Studio album by Holly Cole
- Released: 1993
- Genre: Jazz
- Length: 61:35
- Label: Capitol
- Producer: David Was

Holly Cole chronology
| Blame It on My Youth (1992) | Don't Smoke in Bed (1993) | Temptation (1995) |

= Don't Smoke in Bed =

Don't Smoke in Bed is an album by the Holly Cole Trio that draws its title from a composition by Willard Robison. Originally released in Canada in 1993 on Alert Records, the album was also released internationally in 1993 on the Manhattan imprint of Capitol Records.

# [GIVEN ENTRIES]

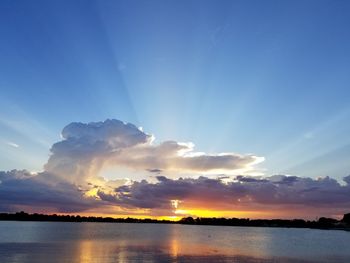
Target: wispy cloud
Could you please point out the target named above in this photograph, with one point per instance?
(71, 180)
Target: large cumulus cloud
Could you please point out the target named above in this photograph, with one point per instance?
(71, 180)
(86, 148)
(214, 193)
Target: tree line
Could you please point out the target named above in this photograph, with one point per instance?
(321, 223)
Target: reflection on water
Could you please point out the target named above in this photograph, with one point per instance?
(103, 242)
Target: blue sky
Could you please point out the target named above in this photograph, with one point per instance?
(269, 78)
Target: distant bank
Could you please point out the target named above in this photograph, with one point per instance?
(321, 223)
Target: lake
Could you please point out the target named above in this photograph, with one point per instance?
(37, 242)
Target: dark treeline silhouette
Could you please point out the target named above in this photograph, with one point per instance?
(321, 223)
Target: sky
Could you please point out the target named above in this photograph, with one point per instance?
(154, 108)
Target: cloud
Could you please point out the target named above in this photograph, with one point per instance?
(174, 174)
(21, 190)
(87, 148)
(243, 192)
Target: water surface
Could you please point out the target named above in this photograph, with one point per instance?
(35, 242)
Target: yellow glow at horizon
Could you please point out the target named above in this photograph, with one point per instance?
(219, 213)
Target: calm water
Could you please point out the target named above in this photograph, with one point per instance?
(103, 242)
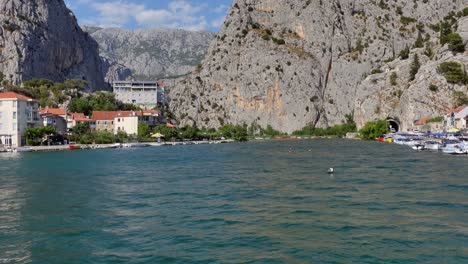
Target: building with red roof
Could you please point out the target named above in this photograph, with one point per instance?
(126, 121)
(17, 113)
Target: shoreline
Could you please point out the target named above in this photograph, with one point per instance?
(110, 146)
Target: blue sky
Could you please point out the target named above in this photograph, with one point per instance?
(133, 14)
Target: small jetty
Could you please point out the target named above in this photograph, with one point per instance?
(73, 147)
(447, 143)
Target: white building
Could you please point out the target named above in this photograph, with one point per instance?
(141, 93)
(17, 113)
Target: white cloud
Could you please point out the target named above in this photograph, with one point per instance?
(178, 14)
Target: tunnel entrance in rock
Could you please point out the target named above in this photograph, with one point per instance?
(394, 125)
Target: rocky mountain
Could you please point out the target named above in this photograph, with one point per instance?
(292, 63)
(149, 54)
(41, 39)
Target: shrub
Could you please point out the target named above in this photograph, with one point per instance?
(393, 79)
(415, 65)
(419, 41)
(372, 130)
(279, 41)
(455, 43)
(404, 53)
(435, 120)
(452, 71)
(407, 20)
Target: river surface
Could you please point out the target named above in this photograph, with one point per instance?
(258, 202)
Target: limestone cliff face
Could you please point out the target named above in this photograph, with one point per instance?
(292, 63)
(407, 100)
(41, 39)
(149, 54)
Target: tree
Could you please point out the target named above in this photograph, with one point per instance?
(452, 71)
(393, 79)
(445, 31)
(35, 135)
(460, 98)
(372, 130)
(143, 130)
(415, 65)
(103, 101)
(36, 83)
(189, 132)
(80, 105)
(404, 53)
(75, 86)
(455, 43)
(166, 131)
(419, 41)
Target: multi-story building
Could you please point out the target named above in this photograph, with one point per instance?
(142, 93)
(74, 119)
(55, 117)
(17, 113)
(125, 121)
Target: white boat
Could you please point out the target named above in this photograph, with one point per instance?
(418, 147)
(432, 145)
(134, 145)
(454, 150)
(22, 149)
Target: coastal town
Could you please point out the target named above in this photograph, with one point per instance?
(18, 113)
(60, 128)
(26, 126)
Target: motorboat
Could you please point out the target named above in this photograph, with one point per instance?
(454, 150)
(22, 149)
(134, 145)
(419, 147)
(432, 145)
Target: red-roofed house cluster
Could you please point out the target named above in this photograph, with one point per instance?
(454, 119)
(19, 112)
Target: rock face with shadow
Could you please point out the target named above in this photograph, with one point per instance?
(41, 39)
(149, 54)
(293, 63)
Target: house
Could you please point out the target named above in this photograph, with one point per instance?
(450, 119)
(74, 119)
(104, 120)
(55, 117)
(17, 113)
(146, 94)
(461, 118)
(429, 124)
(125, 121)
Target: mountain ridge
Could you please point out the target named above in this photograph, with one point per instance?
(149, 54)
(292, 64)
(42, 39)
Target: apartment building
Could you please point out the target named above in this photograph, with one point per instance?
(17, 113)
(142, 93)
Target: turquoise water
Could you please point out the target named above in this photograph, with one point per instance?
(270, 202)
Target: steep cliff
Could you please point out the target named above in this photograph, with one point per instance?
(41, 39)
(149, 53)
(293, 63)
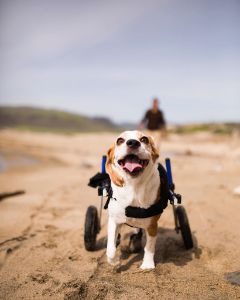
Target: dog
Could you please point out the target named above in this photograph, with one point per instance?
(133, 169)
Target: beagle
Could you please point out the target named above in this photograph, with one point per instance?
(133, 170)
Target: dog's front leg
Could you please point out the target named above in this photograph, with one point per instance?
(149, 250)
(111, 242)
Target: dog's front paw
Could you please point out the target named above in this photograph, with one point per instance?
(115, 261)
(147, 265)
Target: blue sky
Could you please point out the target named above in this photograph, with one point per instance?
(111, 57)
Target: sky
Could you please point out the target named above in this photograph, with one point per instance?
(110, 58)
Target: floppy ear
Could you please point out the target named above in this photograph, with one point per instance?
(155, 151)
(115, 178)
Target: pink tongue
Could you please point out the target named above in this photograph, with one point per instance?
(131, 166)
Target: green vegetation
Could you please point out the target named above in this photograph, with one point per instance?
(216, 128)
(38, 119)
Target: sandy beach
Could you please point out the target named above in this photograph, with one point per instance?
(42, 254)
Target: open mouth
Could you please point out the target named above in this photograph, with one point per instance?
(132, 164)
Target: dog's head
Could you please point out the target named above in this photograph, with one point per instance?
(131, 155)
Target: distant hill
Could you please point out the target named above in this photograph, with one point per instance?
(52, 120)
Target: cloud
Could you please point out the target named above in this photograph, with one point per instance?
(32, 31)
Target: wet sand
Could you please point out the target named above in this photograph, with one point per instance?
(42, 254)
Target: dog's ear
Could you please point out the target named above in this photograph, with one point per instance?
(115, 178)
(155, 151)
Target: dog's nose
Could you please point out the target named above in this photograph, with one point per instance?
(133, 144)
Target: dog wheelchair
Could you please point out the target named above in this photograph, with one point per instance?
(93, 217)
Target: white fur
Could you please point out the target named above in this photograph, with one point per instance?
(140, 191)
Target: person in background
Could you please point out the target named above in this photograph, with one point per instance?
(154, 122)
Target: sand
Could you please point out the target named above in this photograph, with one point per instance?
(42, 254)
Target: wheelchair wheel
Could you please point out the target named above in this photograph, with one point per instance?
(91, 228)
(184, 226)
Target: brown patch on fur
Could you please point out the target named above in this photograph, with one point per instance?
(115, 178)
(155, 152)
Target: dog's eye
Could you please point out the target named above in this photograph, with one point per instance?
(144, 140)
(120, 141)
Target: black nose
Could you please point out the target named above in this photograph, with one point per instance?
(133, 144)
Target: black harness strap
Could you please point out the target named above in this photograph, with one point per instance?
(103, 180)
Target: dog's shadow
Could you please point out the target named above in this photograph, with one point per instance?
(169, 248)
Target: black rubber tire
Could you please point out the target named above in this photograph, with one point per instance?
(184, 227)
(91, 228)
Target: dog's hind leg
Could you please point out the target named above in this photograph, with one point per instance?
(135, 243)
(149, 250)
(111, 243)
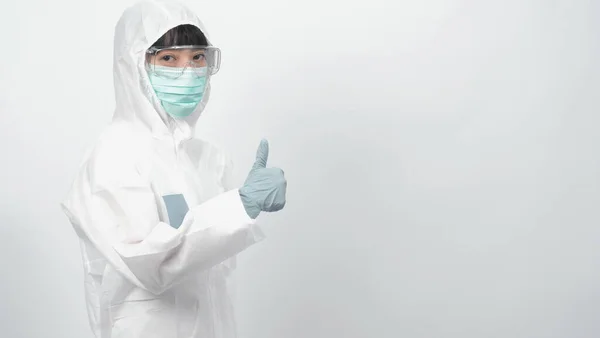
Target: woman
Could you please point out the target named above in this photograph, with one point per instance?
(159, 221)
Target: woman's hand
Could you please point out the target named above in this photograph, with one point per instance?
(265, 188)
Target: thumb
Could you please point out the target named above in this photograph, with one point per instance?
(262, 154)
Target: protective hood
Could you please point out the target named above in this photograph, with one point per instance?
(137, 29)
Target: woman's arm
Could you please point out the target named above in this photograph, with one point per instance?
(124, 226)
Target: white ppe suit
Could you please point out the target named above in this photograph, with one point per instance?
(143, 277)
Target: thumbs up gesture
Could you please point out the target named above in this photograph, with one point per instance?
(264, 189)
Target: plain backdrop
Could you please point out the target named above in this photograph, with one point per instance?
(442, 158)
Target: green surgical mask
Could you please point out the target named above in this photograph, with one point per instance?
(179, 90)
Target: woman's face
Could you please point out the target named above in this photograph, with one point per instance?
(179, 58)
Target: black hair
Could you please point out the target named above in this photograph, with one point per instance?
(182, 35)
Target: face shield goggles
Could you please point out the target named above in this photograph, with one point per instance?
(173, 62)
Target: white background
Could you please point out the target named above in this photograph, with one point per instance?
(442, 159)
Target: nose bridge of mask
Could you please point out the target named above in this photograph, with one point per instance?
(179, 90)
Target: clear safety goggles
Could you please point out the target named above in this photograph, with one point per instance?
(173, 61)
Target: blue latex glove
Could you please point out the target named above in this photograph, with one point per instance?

# [WHAT TO WORK ON]
(1) In the article on Don't Smoke in Bed, which composer wrote the piece that gives the album its title?
(2) Continue the article on Don't Smoke in Bed, picking up after its final sentence.

# [THE RESULTS]
(1) Willard Robison

(2)
Professional ratings
Review scores
| Source | Rating |
| Allmusic |  |

==Track listing==
1. "I Can See Clearly Now" (Johnny Nash) – 4:13
2. "Don't Let the Teardrops Rust Your Shining Heart" (Ben Watt) – 4:20
3. "Get Out of Town" (Cole Porter) – 4:43
4. "So and So" (O'Hara) – 3:27
5. "The Tennessee Waltz" (Pee Wee King, Redd Stewart) – 3:40
6. "Everyday Will Be Like a Holiday" (William Bell, Booker T. Jones) – 4:49
7. "Blame It on My Youth" (Edward Heyman, Oscar Levant) – 3:00
8. "Ev'rything I've Got" (Lorenz Hart, Richard Rodgers) – 2:55
9. "Je ne t'aime pas" (Kurt Weill, Maurice Magre) – 3:57
10. "Cry (If You Want To)" (Scott) – 2:37
11. "Que sera sera" (Ray Evans, Jay Livingston) – 4:44
12. "Don't Smoke in Bed" (Willard Robison) – 2:27

==Personnel==

- Holly Cole – vocals
- Aaron Davis – piano
- David Piltch – bass
- Howard Levy – harmonica
- Joe Henderson – tenor saxophone (some spots on "Everyday Will Be Like a Holiday")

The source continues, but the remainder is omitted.